New gallery expected
to attract artist’s fans


People don’t just like Erin Hanson’s color-saturated landscapes. They love them, snapping them up before the oils are dry and keeping Hanson busy planning, mixing colors and painting.

Last year, her business — original oils, traditional and 3D prints, coffee table books, multiple versions of annual calendars and her new magazine, “The Impressionist” — earned $2.5 million in revenue. When her two California galleries, in Carmel-by-the-Sea and San Diego, closed temporarily because of the coronavirus pandemic, she turned to selling online and had her best year ever.

With the online surge came the realization she didn’t have to base her business in California anymore. She kept the Carmel gallery, but moved the rest of her operation to McMinnville. Aaron Baker Construction finished the interiors of two 9,000-square-foot buildings to Hanson’s specifications.

The buildings at 1805 N.E. Colvin Court now hold all aspects of her business, from planning to painting to printing as well as storage in a warehouse managed by Garrett Robinson of McMinnville.

Hanson and her company wanted to bring everything under one roof. “It’s quicker and easier to control,” said gallery manager Amy Jensen Hanson, who goes by Jensen for business purposes. She is Hanson’s sister-in-law, as is Linda, the business manager. They and their husbands, Hanson’s brothers, moved to Yamhill County with the painter. So did Hanson’s parents. Controlling the quality of her project comes naturally to Hanson, Jensen said, explaining the painter is a perfectionist. For instance, she designed the molding for the frames used with her paintings, and, in her blog, advised collectors what colors to paint their walls in order to best display her work.

To give customers more options and make her prints stand out, Hanson purchased a huge scanner used for creating 3-D images. The scans go into a 3-D printer, which lays down multiple layers of paint to create textured prints that capture light much as an original oil painting does.

Printing is currently done off-site, but soon will be done in McMinnville, as well, Jensen said. 

The 3-D prints are so good, she said, that even staff members have to closely examine to make sure they aren’t actual paintings. One way to tell: prints are on board, rather than canvas. “They really can fool people,” Jensen said. “2-D prints are beautiful, but 3-D captures every nook and cranny. Erin’s vision as an artist really comes through.”

INFORMATION PROVIDED:
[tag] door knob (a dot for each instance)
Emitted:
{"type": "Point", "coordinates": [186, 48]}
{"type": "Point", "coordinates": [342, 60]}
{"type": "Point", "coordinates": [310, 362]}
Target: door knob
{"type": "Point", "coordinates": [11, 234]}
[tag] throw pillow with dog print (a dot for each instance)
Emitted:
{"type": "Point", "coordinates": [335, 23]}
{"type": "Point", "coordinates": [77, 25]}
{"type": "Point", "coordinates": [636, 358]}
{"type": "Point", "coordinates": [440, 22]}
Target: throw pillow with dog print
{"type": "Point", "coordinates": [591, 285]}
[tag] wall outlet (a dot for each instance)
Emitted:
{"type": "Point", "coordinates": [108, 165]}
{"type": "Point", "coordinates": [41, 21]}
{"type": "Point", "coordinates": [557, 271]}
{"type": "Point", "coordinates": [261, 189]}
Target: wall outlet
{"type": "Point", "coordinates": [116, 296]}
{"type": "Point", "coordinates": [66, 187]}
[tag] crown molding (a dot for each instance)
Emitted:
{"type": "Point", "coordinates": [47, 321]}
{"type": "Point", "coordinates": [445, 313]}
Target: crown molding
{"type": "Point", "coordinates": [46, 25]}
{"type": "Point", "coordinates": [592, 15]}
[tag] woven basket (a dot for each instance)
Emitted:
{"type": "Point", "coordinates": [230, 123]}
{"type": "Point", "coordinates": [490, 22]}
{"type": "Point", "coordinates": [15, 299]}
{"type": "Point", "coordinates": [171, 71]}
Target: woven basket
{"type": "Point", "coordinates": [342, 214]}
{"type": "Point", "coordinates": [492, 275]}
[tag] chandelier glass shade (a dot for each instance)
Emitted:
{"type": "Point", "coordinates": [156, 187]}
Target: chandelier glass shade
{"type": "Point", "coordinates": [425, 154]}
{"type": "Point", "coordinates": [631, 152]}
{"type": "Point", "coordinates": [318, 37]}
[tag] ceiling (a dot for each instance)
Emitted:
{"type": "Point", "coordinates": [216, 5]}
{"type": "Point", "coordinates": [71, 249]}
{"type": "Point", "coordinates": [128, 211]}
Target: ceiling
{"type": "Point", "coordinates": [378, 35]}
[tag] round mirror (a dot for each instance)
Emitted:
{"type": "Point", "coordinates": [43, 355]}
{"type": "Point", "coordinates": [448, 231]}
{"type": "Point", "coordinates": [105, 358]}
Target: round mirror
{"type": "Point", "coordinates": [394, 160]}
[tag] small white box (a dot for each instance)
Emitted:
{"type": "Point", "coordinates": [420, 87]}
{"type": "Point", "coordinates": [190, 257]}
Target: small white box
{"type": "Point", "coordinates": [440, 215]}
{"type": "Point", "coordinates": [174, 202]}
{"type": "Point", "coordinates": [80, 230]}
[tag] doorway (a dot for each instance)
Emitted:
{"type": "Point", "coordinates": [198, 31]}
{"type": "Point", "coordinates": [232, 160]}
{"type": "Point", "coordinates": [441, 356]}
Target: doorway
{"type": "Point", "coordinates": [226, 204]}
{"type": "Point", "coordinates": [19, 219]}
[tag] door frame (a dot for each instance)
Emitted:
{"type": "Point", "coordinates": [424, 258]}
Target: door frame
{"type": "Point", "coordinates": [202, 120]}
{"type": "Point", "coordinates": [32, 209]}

...

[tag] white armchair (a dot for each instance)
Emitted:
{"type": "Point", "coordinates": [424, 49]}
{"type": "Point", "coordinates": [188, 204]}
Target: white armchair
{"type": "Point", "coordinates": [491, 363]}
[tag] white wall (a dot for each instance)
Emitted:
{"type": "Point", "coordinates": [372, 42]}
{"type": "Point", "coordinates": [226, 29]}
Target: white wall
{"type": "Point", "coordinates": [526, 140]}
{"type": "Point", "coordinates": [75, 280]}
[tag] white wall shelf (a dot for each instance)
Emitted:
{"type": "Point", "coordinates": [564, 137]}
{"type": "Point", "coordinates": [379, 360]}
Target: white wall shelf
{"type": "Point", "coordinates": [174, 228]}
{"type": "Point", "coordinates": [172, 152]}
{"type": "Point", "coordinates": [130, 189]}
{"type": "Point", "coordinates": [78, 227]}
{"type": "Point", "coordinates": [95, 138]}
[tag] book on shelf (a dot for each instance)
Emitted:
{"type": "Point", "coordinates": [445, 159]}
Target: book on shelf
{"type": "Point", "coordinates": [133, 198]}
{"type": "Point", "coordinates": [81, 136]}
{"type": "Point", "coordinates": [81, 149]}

WHAT YOU WILL DO: Carry on the article about Erin Hanson's gallery and business move to McMinnville, starting right after its last sentence.

TASK ANSWER:
Jensen said the cutting-edge technology offers a satisfying option for buyers at less cost than originals. The 3-D prints range from about $1,000 to $1,500, or up to $5,000 if they are quite large. In contrast, a 30-by-40-inch original might run $13,000 or more.

Hanson’s work is available through her website, www.erinhanson.com, as well as being on display in her galleries. The new McMinnville gallery will draw customers from all over, Jensen said. “People will come here to see Erin’s paintings,” she said, “especially when her collections are released two or three times a year.”

A grand opening event is planned for 2 to 6 p.m. Aug. 14. However, local customers and visitors will be able to see it sooner: Jensen said a “soft opening” starts this week, with the gallery open from 10 a.m. to 6 p.m. Tuesday through Saturday. For more information, go to the website or call 503-334-3670.


News Register article A2


News Register article A3

About Erin

ERIN HANSON has been painting in oils since she was 8 years old. As a teenager, she apprenticed at a mural studio where she worked on 40-foot-long paintings while selling art commissions on the side. After being told it was too hard to make a living as an artist, she got her degree in Bioengineering from UC Berkeley. Afterward, Erin became a rock climber at Red Rock Canyon, Nevada. Inspired by the colorful scenery she was climbing, she decided to return to her love of painting and create one new painting every week.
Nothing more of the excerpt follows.